**Written instruction:**
Print every line of the records unchanged, from the line with "of the wristwatch" through the end of the records, including that first line.

**Listed records:**

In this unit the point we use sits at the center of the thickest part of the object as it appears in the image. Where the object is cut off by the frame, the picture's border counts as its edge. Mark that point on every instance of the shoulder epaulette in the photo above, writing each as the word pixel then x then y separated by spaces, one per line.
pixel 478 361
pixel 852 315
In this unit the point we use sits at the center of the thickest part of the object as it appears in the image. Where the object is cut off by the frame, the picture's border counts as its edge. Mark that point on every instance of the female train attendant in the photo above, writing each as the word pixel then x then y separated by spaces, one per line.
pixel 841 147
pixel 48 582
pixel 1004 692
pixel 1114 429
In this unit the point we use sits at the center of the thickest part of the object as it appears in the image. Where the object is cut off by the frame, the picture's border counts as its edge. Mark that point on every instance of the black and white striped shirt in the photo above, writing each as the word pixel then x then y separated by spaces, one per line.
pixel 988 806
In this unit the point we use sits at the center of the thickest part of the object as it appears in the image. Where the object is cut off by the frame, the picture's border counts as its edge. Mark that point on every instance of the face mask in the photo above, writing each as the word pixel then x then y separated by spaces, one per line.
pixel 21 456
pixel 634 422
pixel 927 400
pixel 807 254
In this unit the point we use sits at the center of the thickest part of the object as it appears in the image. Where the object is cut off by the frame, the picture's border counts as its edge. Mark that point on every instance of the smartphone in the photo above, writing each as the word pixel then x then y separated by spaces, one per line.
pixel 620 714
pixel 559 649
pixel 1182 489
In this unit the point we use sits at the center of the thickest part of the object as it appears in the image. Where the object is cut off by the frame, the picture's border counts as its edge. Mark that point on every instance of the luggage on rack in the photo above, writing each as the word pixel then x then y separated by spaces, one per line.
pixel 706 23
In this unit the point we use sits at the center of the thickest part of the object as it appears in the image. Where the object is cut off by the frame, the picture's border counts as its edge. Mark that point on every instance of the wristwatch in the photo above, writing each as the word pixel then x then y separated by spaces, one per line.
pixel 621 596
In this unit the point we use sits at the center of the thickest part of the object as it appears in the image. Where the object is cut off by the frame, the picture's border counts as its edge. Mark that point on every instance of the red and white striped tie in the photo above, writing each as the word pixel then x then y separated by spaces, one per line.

**Exercise answer:**
In this unit the point we use sits at the center of the thickest part of the object as it appears in the image. Where the object is cut off by the frame, the picture's border counts as its edge. Mark that point on every instance of the wristwatch in the photo above, writing each as the word pixel then x then y separated by spaces, one per line.
pixel 621 596
In this unit the point we use sits at the center of the thickest part of the object as it appears in the image. Where the object is cut off by the frame, the picture's border counts as its edge. Mark that point on every instance of the red and white striped tie in the photo above, writing each as the word pixel then x then y separated by spaces, one per line.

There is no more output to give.